(Referring expression data)
+++

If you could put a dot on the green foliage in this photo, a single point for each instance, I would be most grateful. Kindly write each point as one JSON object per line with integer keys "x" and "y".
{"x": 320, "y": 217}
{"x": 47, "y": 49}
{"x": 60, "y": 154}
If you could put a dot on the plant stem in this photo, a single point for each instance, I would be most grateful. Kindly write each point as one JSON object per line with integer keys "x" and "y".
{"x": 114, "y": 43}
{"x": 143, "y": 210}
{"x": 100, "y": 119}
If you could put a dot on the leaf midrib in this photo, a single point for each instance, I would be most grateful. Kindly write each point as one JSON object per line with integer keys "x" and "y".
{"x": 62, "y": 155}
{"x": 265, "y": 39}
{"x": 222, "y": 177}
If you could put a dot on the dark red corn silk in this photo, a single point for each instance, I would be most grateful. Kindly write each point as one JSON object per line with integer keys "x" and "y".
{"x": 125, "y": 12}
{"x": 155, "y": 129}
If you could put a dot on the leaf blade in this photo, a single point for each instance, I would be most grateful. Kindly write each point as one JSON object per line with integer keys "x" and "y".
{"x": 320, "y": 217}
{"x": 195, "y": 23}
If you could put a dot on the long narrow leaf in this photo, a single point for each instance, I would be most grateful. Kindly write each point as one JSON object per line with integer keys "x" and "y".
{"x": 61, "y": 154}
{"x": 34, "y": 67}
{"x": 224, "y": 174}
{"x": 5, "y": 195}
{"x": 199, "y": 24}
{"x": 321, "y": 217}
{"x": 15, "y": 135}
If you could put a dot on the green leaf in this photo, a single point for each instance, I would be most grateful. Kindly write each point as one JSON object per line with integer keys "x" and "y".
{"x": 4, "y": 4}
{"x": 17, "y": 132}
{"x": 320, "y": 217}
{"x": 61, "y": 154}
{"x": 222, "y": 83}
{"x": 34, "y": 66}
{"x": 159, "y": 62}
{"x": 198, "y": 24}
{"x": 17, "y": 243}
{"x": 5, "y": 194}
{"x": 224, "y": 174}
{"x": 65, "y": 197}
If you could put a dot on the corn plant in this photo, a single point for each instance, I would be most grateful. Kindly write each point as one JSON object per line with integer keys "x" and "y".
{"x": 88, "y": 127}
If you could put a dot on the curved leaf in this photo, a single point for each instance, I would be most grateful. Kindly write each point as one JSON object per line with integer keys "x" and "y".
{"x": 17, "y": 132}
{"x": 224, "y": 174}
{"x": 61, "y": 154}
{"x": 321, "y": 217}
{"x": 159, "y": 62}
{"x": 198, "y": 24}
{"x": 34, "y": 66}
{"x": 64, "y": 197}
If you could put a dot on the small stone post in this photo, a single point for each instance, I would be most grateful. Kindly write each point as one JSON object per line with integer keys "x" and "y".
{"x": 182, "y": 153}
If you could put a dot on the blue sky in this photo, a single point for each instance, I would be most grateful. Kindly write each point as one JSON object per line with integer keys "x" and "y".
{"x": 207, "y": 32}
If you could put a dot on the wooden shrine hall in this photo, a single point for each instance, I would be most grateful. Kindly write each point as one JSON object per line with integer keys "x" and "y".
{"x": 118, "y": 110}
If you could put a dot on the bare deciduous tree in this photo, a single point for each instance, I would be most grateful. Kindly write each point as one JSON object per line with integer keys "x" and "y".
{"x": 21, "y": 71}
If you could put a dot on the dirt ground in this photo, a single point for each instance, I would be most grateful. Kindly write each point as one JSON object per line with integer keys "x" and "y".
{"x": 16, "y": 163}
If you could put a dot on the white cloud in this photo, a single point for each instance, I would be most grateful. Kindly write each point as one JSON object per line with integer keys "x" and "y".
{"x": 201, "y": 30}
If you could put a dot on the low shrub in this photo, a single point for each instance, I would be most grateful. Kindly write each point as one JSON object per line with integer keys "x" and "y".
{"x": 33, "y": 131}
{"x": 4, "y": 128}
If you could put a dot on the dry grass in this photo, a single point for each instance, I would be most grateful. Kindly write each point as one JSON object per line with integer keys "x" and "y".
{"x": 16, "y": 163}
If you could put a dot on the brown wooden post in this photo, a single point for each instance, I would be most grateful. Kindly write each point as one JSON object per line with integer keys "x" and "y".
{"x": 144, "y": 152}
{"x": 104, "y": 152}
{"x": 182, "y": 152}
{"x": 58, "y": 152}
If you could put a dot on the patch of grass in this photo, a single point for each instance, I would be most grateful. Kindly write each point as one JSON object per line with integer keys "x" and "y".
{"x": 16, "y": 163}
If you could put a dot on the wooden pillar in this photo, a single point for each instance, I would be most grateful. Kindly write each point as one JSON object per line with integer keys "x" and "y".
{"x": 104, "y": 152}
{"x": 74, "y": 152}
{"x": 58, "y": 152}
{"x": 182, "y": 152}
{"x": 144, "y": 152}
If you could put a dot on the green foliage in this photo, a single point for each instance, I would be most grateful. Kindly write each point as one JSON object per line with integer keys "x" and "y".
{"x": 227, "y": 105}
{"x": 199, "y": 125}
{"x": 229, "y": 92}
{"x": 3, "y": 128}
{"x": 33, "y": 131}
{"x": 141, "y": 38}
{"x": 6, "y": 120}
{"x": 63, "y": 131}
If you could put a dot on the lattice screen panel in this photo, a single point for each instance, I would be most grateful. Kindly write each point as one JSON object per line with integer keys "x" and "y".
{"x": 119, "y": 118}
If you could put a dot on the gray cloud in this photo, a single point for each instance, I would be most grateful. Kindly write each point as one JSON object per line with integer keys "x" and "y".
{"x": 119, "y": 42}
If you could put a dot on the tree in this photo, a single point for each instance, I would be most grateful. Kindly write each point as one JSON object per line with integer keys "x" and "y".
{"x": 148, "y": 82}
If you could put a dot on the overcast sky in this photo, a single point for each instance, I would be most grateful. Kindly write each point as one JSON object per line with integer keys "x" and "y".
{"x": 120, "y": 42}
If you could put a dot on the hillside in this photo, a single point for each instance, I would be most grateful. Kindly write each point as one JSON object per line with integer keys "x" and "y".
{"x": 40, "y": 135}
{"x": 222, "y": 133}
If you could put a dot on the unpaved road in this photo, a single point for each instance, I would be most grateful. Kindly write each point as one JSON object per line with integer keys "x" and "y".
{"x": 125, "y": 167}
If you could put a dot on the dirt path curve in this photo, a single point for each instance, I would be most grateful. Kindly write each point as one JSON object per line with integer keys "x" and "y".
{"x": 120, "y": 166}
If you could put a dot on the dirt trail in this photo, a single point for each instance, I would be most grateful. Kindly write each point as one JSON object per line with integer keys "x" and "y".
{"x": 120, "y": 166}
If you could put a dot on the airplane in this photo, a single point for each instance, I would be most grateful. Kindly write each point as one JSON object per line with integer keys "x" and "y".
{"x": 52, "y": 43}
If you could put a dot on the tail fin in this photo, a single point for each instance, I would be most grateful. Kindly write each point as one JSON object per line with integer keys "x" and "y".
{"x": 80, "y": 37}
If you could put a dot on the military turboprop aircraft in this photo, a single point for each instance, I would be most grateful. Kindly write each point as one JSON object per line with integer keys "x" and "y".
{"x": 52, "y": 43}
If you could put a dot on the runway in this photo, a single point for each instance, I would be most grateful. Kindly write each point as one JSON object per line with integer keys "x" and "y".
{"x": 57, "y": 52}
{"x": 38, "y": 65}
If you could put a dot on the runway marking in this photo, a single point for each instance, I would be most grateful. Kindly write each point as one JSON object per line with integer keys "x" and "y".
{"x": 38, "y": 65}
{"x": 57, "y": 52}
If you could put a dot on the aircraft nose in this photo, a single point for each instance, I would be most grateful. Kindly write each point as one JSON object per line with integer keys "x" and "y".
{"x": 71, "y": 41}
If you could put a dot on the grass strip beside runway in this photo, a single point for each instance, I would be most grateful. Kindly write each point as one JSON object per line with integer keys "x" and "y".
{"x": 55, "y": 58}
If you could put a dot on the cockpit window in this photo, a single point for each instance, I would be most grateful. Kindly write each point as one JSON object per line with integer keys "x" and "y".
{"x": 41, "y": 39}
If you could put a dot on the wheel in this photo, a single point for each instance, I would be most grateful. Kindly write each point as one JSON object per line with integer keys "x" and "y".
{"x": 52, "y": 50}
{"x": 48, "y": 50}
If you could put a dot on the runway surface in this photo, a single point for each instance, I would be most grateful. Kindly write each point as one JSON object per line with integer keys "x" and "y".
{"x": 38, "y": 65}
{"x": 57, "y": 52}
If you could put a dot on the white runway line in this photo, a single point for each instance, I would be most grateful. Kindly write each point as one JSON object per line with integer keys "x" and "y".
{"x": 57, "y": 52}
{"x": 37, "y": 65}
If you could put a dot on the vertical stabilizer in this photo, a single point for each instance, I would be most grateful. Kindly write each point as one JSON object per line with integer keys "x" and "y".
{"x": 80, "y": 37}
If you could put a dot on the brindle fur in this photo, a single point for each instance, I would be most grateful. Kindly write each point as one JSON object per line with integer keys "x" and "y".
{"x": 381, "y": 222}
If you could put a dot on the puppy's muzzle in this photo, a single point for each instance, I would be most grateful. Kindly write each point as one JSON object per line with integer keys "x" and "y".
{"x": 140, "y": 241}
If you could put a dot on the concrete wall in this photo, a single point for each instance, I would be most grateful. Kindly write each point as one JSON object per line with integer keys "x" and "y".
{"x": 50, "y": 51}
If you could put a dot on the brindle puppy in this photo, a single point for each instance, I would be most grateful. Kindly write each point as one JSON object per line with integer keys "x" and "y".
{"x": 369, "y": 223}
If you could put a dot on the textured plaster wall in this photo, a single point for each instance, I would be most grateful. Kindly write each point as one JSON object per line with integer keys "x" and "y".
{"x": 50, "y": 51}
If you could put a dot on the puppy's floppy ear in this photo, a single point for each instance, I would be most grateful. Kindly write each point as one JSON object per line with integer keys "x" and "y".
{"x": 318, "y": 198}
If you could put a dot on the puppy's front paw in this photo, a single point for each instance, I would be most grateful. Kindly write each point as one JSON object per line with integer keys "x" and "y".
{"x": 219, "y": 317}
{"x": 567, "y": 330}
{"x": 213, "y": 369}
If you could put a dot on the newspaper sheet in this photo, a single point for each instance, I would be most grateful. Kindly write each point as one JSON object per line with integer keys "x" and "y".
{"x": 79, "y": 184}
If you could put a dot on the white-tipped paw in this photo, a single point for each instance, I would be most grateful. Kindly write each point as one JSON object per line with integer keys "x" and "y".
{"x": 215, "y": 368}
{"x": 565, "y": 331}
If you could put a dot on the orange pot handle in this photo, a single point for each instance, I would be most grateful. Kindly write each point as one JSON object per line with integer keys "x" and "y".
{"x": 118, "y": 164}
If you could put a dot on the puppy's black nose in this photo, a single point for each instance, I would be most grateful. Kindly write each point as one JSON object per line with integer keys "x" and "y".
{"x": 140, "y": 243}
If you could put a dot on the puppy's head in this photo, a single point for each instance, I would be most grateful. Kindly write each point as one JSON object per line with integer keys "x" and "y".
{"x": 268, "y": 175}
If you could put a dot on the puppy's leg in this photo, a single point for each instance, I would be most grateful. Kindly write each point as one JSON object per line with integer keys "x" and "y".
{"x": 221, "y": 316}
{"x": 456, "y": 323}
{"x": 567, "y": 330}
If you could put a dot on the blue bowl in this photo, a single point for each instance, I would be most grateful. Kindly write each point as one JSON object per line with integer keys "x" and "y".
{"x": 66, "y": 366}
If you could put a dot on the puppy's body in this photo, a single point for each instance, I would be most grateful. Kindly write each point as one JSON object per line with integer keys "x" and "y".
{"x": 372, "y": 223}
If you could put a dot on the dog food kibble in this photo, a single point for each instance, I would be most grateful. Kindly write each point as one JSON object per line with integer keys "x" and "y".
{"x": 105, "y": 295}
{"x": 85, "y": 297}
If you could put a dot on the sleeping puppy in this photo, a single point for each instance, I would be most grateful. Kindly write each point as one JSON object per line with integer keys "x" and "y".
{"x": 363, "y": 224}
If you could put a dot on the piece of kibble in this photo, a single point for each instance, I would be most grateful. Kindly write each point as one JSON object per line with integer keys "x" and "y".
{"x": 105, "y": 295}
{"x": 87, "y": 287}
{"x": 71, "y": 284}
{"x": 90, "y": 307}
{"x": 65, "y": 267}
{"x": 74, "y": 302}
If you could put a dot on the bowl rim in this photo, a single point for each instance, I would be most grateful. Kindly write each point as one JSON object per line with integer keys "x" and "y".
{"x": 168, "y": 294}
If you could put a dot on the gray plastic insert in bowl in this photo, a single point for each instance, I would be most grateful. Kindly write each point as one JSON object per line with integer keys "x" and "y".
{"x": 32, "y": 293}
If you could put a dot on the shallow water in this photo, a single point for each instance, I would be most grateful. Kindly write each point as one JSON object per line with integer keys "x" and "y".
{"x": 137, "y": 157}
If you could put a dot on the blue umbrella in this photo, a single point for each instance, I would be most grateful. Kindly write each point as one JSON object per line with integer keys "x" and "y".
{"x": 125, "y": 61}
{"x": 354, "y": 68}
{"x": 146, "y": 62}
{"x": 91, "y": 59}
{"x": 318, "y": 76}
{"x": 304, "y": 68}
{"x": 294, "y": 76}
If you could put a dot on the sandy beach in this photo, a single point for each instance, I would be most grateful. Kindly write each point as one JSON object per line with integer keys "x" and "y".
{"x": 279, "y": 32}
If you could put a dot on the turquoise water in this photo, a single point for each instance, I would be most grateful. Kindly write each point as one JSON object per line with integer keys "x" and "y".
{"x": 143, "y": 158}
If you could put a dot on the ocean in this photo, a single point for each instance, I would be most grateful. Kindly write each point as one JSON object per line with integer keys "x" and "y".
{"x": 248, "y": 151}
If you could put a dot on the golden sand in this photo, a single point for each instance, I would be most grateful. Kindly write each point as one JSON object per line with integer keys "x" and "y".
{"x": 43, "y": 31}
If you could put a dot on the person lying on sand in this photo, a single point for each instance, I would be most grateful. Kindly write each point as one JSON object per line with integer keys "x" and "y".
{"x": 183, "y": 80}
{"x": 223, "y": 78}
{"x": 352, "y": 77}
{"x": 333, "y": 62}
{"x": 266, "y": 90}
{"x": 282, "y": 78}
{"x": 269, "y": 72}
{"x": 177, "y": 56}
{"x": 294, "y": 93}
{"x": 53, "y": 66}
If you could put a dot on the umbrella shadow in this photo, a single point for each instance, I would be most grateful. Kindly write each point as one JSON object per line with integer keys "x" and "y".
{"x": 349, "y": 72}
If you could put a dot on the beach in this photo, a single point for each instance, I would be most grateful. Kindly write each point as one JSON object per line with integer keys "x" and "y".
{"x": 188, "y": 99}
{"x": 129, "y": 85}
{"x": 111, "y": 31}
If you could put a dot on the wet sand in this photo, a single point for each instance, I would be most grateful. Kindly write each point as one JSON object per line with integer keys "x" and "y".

+++

_TASK TO CARRY OUT:_ Beginning from the line that contains "If you could put a dot on the beach", give each line again exactly, through the final line of the records.

_EXERCISE ANSWER:_
If you could put a dot on the beach in this photo, a single point for each instance, I would be most grateful. Kindly write each point as one JSON object per line with integer keys "x" and "y".
{"x": 188, "y": 99}
{"x": 129, "y": 85}
{"x": 111, "y": 31}
If you could put a dot on the wet sand in this photo, a single point for each instance, I would be most grateful. Kindly write each point as one JSON object per line with integer keys "x" and "y".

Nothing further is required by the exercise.